▶ What you are asked to do: Print every record below exactly as it stands, but leave out the pictures.

▶ Input data:

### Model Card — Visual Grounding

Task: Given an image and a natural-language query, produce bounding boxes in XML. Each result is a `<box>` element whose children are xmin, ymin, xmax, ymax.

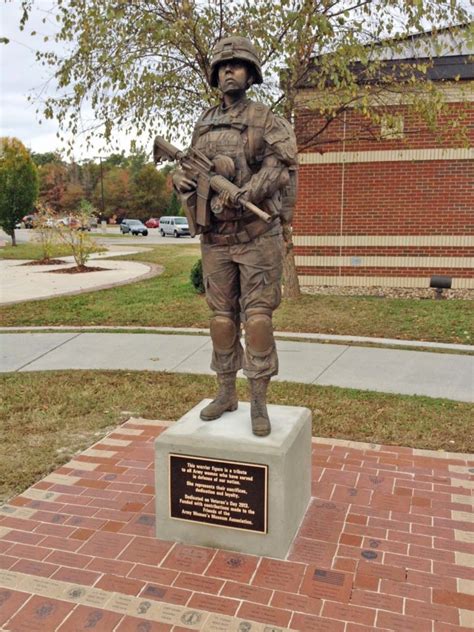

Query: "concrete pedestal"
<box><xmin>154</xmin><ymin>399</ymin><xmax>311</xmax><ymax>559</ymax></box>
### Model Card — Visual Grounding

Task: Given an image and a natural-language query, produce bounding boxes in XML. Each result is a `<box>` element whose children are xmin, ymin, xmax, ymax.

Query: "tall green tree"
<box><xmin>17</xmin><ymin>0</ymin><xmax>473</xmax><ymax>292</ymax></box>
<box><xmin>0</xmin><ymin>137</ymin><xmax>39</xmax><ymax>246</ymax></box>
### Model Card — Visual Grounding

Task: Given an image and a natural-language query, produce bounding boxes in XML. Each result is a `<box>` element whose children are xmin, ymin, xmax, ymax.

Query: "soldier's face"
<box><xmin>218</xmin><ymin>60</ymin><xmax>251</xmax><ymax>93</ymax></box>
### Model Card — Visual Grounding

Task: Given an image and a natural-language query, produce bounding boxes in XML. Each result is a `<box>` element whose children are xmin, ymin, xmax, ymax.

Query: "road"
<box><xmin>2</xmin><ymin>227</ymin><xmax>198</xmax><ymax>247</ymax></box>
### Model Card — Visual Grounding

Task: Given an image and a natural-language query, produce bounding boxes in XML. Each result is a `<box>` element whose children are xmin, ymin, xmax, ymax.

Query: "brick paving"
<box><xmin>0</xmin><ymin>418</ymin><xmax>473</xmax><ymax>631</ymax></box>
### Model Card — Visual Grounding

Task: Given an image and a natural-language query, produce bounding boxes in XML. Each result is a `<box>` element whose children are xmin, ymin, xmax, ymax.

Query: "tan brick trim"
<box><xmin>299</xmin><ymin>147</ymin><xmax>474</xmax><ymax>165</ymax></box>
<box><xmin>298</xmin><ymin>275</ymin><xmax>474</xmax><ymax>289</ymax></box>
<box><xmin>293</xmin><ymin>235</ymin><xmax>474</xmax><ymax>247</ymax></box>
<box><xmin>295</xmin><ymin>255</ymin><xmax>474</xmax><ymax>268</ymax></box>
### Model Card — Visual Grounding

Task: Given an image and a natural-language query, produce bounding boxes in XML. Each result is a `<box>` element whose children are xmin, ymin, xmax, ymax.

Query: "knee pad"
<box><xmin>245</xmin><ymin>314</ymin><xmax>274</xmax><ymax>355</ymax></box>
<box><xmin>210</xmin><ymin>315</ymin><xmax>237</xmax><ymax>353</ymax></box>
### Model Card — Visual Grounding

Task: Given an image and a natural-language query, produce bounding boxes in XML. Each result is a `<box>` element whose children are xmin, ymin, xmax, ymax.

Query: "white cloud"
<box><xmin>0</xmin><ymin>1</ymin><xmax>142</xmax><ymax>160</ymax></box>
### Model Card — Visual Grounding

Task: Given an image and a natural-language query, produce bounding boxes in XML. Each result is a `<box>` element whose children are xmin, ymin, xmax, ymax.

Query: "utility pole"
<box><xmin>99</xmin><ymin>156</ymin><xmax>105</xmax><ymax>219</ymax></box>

▶ Final answer:
### Model Card — Visual Grounding

Task: Given an image and a natural-language query, produce bounding boxes in XML. Each result is a `<box>` element whose children are xmin, ymin, xmax, ymax.


Query: "concrete pedestal"
<box><xmin>154</xmin><ymin>399</ymin><xmax>311</xmax><ymax>559</ymax></box>
### Model Card — Visual Grounding

Task: Given an image and a natural-language query, produce bounding boxes in XML. Each result is a `<box>` element whose children are xmin, ymin, xmax, ymax.

Query: "tall green tree"
<box><xmin>17</xmin><ymin>0</ymin><xmax>473</xmax><ymax>292</ymax></box>
<box><xmin>0</xmin><ymin>137</ymin><xmax>39</xmax><ymax>246</ymax></box>
### Model Card — Visual Grounding

Task: Given an image and a natural-language query, produce bounding boxes in XML. Each result is a `<box>` element whose children are xmin, ymin, xmax, ymax.

Query: "soldier's face"
<box><xmin>218</xmin><ymin>60</ymin><xmax>251</xmax><ymax>93</ymax></box>
### Model Card — Visual Grounding

Task: Given an image and a natural-language query, produce bounding boxes in XML. Each result is a `<box>` element whose children are xmin, ymin, xmax, ymax.

Query: "road"
<box><xmin>2</xmin><ymin>227</ymin><xmax>198</xmax><ymax>247</ymax></box>
### Model Card — Visual Grounding

Task: Given an image and a natural-language query, produce bounding boxes in XML. Each result is a `<box>` element whose children are xmin, ymin, xmax, ymax.

Query: "brick paving"
<box><xmin>0</xmin><ymin>418</ymin><xmax>473</xmax><ymax>631</ymax></box>
### Model Card — Visual Grounding

Task: Given an image and a natural-language query, produce bounding boxes in XML. Each result is a `<box>` element whose children are xmin, ymin, xmax, ymax.

Query: "tan brick trim"
<box><xmin>299</xmin><ymin>147</ymin><xmax>474</xmax><ymax>165</ymax></box>
<box><xmin>298</xmin><ymin>275</ymin><xmax>474</xmax><ymax>289</ymax></box>
<box><xmin>293</xmin><ymin>235</ymin><xmax>474</xmax><ymax>247</ymax></box>
<box><xmin>295</xmin><ymin>255</ymin><xmax>474</xmax><ymax>268</ymax></box>
### Model Card — Visual Grounding

Task: Given an image and a natural-language query, produce bounding boxes in XML. Each result is a `<box>` element whose children are xmin, ymin, xmax, ymax.

Query: "knee pad"
<box><xmin>245</xmin><ymin>314</ymin><xmax>274</xmax><ymax>355</ymax></box>
<box><xmin>210</xmin><ymin>315</ymin><xmax>237</xmax><ymax>353</ymax></box>
### Model Card — Visual Grounding

Task: Given an image and a natural-language query, produce bounding boxes in XML. Each result is a `<box>` element whose children are xmin, ymin, xmax, ymax.

Query: "white cloud"
<box><xmin>0</xmin><ymin>1</ymin><xmax>142</xmax><ymax>160</ymax></box>
### Model Card — Visual Grounding

Task: Given an image and a natural-language query, produce bounding boxes in XML. Each result is a `<box>` element whose children are xmin, ymin, xmax, ymax.

Query: "utility pole"
<box><xmin>99</xmin><ymin>156</ymin><xmax>105</xmax><ymax>219</ymax></box>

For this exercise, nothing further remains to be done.